** BEGIN **

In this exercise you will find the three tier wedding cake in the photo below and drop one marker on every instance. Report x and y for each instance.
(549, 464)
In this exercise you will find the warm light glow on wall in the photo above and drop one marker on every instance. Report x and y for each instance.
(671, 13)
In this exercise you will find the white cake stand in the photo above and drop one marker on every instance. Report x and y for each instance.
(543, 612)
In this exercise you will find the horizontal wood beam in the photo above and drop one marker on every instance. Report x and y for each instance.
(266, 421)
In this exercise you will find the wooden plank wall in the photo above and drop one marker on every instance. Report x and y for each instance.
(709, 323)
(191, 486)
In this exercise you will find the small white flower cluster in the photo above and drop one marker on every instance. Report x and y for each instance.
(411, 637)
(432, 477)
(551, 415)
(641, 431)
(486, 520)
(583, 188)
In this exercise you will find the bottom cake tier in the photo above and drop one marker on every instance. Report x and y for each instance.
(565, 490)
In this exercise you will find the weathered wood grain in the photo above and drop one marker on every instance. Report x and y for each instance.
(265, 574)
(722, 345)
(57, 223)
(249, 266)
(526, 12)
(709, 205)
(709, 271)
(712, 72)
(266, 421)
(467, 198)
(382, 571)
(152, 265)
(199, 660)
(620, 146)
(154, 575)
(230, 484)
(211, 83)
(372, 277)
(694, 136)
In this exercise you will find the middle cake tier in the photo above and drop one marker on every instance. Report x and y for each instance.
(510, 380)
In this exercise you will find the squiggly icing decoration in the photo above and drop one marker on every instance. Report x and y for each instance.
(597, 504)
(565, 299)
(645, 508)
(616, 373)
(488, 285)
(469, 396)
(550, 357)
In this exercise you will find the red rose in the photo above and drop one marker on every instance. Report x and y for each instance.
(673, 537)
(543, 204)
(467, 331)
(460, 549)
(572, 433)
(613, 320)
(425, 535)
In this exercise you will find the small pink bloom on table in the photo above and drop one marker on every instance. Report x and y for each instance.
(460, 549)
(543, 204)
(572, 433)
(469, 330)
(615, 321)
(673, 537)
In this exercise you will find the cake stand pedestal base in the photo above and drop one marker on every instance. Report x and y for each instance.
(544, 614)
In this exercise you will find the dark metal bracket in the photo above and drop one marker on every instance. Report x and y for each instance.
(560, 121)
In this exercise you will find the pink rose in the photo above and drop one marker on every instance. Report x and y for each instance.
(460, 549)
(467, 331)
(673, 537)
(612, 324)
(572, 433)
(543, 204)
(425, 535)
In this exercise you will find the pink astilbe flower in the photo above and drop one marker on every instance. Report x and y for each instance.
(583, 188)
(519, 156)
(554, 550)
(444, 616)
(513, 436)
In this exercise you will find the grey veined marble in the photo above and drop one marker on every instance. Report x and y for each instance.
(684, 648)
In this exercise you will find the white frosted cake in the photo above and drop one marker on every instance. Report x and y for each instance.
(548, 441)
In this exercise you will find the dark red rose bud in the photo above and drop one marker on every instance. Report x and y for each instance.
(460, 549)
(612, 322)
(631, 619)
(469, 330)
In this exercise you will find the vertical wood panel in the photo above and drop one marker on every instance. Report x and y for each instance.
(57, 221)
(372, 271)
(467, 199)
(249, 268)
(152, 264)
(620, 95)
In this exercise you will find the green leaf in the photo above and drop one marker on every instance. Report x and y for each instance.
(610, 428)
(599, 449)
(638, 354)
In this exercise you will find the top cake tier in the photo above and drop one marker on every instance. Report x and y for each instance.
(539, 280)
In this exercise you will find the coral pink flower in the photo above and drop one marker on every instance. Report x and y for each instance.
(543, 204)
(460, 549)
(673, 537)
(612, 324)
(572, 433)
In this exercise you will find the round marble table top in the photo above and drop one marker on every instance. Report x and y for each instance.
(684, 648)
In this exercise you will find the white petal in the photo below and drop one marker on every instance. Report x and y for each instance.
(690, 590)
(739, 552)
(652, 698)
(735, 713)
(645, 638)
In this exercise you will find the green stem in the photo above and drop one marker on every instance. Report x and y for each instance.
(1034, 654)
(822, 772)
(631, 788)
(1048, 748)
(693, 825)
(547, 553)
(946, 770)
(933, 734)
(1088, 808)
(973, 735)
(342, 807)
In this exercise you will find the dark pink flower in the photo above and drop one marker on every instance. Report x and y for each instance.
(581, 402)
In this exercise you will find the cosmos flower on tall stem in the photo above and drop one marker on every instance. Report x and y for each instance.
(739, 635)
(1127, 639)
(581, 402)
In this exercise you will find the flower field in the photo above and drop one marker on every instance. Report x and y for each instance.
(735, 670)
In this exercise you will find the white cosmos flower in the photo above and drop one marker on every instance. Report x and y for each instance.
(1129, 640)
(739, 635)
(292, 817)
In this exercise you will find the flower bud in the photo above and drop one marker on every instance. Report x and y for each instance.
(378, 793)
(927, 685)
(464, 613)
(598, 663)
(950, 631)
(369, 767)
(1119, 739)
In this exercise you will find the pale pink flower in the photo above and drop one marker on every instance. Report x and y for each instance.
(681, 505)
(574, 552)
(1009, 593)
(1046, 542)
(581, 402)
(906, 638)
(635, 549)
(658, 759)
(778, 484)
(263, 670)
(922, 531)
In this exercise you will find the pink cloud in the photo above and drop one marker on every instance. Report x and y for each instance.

** END **

## Problem to work on
Take the entries above and transcribe them in full.

## Exercise result
In this exercise you will find the three tier wedding cake in the photo below and drop one marker on every instance. Report x and y for each instance.
(549, 464)
In this exercise you will find the warm light glow on wall in the photo above and drop one marker on every instance. Report x and y for each instance.
(671, 13)
In this exercise you will find the white cake stand in the photo above and drop one marker on every instance. Report x and y for each instance.
(543, 612)
In this exercise you will find the horizontal wood beam in the photo above and drop one marker on every instance. Report x and y for each instance.
(266, 421)
In this exercise you will find the wooden plank wall in the photo above and drop one marker on every instance. Report x and y for each instance.
(709, 323)
(191, 486)
In this exercise you will find the small white flower cluster in the photo above and drop one marker on every instance. Report x and y for each instance.
(411, 637)
(432, 477)
(551, 415)
(641, 431)
(486, 520)
(583, 188)
In this exercise you will find the bottom cake tier in the photo above and drop one marker on every instance. Report x and y for each instance.
(565, 490)
In this exercise you will find the weathered wood grain in the photo above and drop one marker on every instance. Report x and y for each instance.
(265, 574)
(722, 345)
(57, 223)
(249, 266)
(526, 12)
(709, 205)
(709, 271)
(712, 72)
(266, 421)
(467, 198)
(382, 571)
(152, 265)
(199, 660)
(620, 146)
(154, 575)
(230, 484)
(211, 83)
(372, 277)
(694, 136)
In this exercise you will find the middle cake tier in the photo above and drop one marker on every instance. Report x and y for each instance.
(510, 380)
In this exercise you will find the squiggly icing decoration in the photo above and drop one marker on every instance. Report x and y for each instance.
(597, 504)
(565, 299)
(645, 508)
(616, 373)
(488, 285)
(469, 396)
(550, 357)
In this exercise you will find the red rose in the photo above and drop one marker on every instance. Report x and y for each instance.
(673, 537)
(543, 204)
(467, 331)
(460, 549)
(572, 433)
(613, 320)
(425, 535)
In this exercise you will find the small pink bloom on table in the photo above and drop one marker on every instance. Report x and y for each instance.
(460, 549)
(543, 204)
(572, 433)
(469, 330)
(615, 321)
(673, 537)
In this exercise you will find the cake stand pedestal base in the photo above and drop one marker on every instance. Report x and y for each instance.
(544, 614)
In this exercise you will find the dark metal bracket in the photo above and drop one marker on every instance. Report x and y for each instance.
(560, 121)
In this exercise you will find the pink rose in the photo above and drop one marker on every instance. Report x and y for each instance.
(460, 549)
(467, 331)
(673, 537)
(612, 324)
(572, 433)
(543, 204)
(425, 535)
In this exercise you will find the pink astilbe flower in the photo above and drop one marker on every instance. Report x and y for each instance.
(583, 188)
(519, 156)
(554, 550)
(444, 616)
(513, 436)
In this exercise you will find the grey veined marble in the photo above and drop one marker on every instance. Report x and y for each instance.
(684, 648)
In this exercise you will find the white frosted cake in the photo above and drop one marker on every instance. Report x and y for each instance.
(548, 441)
In this exercise you will find the dark red rose bud in the photo above and drop one marker on every instance. Report x and y for each instance.
(460, 549)
(612, 322)
(631, 619)
(469, 330)
In this exercise you will find the vertical wood panel in the photo above and drop one marker on every instance. Report x and y for each instance.
(57, 221)
(372, 271)
(467, 199)
(249, 268)
(152, 264)
(620, 95)
In this exercise you will find the green leaf in the photo above and drop one marker on every instance. Report x and y for each instance.
(610, 428)
(599, 449)
(638, 354)
In this exercise you will find the top cake tier in the photo above and drop one marker on every instance. Report x and y for each instance.
(539, 280)
In this exercise you will find the coral pink flower in the photo above and drop one marker on every instance. Report x and y for each instance.
(543, 204)
(460, 549)
(673, 537)
(612, 324)
(572, 433)
In this exercise you will find the round marble table top in the photo above and drop one marker on every instance. Report x and y for each instance.
(684, 648)
In this exercise you will find the white petal in the photo below and drop one marker on every instance. Report x and y for each instance.
(690, 590)
(739, 552)
(652, 698)
(735, 713)
(645, 638)
In this exercise you will find the green stem in the photo above and drop one marker on every instance. Report x and y for each instance.
(1034, 654)
(822, 772)
(631, 788)
(1048, 748)
(693, 825)
(547, 553)
(946, 770)
(933, 734)
(1088, 808)
(973, 735)
(342, 807)
In this exercise you will find the dark pink flower in the photo above and drop one marker on every instance. Report x and y for each instance.
(581, 402)
In this exercise you will find the cosmos flower on tall stem in the photo above and drop one marker on every instance. Report x and y for each instance.
(739, 635)
(1127, 639)
(581, 402)
In this exercise you will find the flower field in the photo above and drop one marker on every instance. Report x and y for each instance.
(735, 670)
In this exercise you will find the white cosmos flower in the photo above and drop one marker on every instance. Report x and y for each instance.
(1129, 640)
(739, 635)
(292, 817)
In this exercise you will find the flower bud in the photo above and drop one marker on every instance. Report x and y for each instance.
(378, 793)
(927, 685)
(464, 613)
(598, 663)
(950, 631)
(369, 767)
(1119, 739)
In this exercise you will find the pale pink flower in the photo above and drop one marker on every instance. Report x and y for each instance.
(681, 505)
(574, 552)
(1009, 593)
(1046, 542)
(581, 402)
(906, 638)
(635, 549)
(658, 759)
(778, 484)
(263, 670)
(922, 531)
In this exercise you will find the pink cloud in the photo above and drop one marker on every instance. Report x and y for each instance.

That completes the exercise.